You've put your trust in Box as a valued service provider and partner. You should also trust us to let you know when something is impacting the customer experience. With this in mind, we want to be certain to inform you about what's happening with and within the Box Services, whether planned maintenance or unexpected service degradations and outages.
Responding to Events Impacting the Customer Experience
When our Network Operations Center (NOC) recognizes a potential service issue, an investigation promptly begins in earnest to identify the root cause and resolve the issue. One of the first things we do is identify the estimated or known customer impact. This activity directly supports a quick turnaround to update the Box Status Site.
Our goal is to update the Status Site within 60 minutes from the start of impact, though some event notifications may stretch beyond this goal. To be as efficient as possible, we follow a guideline* to decide what we post and when:
Login/All Files Page
Admin Console: User Management
Admin Console: Automations
* This chart represents a guideline. Our response times and decisions to provide notification on the Status Site may not always exactly follow this matrix.
- Outage = Component/Service is unavailable and no workaround is available.
- Critical = Component/Service is severely degraded with monitoring indicating >50% failure rate or impact to successful throughput.
- Major = Component/Service is severely degraded with monitoring indicating 25-50% failure rate or impact to successful throughput.
- Minor = Component/Service is severely degraded with monitoring indicating <25% failure rate or impact to successful throughput.
As we investigate, we continually review and evaluate the customer impact against the above guidelines. As we discover new information we adjust the impact/severity accordingly.
On the Box Status Site, our objective is to provide regular updates -- at least every 30-60 minutes or at the next significant change in status. These updates include any known impact to the customer experience, including the affected service(s) and approximate times of impact. Where feasible, we share additional information about potential workarounds, remediation progress/actions, and estimated time to recovery.

* * * * * * *

Resume the text on Box service status updates, picking up right after its last sentence. The items are separate material, apart from the text on Box service status updates.

Extracted data entries:
* * * * * * *

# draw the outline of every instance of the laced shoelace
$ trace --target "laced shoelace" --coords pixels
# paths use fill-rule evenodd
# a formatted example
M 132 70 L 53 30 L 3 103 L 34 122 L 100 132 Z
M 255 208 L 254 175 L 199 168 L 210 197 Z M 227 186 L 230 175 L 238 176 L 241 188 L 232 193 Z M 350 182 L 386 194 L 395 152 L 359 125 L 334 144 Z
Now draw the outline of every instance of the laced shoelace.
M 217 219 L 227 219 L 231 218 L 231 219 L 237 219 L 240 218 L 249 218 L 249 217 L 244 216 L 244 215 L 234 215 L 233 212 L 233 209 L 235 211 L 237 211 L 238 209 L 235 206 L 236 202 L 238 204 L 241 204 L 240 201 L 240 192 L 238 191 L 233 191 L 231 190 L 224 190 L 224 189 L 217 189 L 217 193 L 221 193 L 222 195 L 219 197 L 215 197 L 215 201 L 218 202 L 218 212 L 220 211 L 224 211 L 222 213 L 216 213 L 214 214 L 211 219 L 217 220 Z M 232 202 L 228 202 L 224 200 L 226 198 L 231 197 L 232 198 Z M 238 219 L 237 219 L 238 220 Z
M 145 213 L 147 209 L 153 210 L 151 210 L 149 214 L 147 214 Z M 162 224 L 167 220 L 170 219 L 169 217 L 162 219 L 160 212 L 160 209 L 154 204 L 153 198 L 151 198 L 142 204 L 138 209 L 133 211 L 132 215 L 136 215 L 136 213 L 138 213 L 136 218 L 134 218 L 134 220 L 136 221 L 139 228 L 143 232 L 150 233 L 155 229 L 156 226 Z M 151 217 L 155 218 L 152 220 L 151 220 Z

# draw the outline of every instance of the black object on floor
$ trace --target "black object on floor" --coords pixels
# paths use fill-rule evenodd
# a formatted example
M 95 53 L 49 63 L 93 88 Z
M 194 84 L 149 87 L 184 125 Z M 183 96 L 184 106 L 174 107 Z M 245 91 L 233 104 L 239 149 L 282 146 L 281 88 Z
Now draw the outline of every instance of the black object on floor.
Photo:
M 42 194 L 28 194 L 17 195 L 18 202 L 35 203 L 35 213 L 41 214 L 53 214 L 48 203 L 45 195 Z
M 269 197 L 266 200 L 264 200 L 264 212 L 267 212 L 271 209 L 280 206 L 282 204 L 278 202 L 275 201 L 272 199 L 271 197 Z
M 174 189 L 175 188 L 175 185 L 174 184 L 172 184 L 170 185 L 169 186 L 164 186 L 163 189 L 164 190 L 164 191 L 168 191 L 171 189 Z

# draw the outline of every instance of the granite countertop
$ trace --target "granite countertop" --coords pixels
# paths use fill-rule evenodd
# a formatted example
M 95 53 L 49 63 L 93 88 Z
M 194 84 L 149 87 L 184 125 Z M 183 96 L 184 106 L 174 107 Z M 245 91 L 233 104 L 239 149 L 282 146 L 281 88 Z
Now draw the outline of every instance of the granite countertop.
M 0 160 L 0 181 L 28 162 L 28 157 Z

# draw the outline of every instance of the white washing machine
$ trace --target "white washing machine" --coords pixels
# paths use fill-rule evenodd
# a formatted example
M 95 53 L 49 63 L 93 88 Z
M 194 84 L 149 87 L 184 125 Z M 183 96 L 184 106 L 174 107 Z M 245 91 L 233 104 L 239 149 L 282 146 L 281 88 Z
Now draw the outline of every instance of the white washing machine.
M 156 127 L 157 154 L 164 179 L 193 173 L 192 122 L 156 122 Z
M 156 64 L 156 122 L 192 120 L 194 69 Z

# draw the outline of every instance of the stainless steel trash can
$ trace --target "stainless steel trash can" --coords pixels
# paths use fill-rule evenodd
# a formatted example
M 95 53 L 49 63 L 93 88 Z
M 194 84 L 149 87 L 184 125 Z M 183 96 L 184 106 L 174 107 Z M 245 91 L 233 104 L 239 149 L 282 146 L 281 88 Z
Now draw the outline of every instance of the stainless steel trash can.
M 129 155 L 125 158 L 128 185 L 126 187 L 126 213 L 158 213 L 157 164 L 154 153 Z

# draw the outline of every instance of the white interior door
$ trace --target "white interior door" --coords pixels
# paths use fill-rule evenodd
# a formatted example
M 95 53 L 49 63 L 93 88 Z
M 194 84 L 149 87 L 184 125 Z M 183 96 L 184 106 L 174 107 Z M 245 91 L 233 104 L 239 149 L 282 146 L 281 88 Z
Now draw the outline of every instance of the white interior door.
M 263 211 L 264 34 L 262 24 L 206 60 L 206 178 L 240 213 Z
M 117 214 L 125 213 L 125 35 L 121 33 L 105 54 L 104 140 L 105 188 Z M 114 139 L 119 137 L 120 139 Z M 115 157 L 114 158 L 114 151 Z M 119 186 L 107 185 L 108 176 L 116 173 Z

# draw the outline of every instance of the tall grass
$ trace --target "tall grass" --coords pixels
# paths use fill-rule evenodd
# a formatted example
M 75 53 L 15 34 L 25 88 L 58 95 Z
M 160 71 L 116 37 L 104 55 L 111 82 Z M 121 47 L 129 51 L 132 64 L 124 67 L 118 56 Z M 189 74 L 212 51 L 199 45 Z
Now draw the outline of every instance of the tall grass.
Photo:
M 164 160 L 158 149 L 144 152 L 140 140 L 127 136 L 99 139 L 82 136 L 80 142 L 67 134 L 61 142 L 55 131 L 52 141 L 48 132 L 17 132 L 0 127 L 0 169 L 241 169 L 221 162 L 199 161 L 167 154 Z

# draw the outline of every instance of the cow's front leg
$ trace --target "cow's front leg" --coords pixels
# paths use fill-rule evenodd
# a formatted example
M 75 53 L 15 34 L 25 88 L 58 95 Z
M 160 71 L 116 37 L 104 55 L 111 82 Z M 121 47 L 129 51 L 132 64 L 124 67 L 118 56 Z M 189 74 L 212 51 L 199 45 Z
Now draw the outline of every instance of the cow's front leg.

* * * * * * *

• [Written answer]:
Stages of an Incident
With a few exceptions, most events on the Box Status Site follow a four-stage incident process:
- Investigating - Most events begin when we receive the initial notice of a disruption to the customer experience. The status may stay as "Investigating" while we determine what led to the current state and can identify an action plan to restore availability/stability of the affected service(s).
- Identified - As soon as a proximal cause is understood, we quickly move to address the problem and ensure that action prevents a reoccurrence.
- Monitoring - When we've completed remediation and an analysis affirms that the affected service(s) are returned to expected levels, we move into this stage. We may extend this stage for certain events to ensure the impact of the remediation is observed across multiple timelines and other criteria.
- Resolved - A designation that the customer experience has returned to expected levels based on the results observed during the monitoring period.
Status of our Service(s) and Subcomponents
In concert with the above incident stages, we also do our best to identify the impact to a specific service or subcomponent. These states include:
- Operational (green dot) - Our services are online and functioning within expected norms. Sometimes we may still be in an active investigation or nearing the final stages and will indicate the service is operational.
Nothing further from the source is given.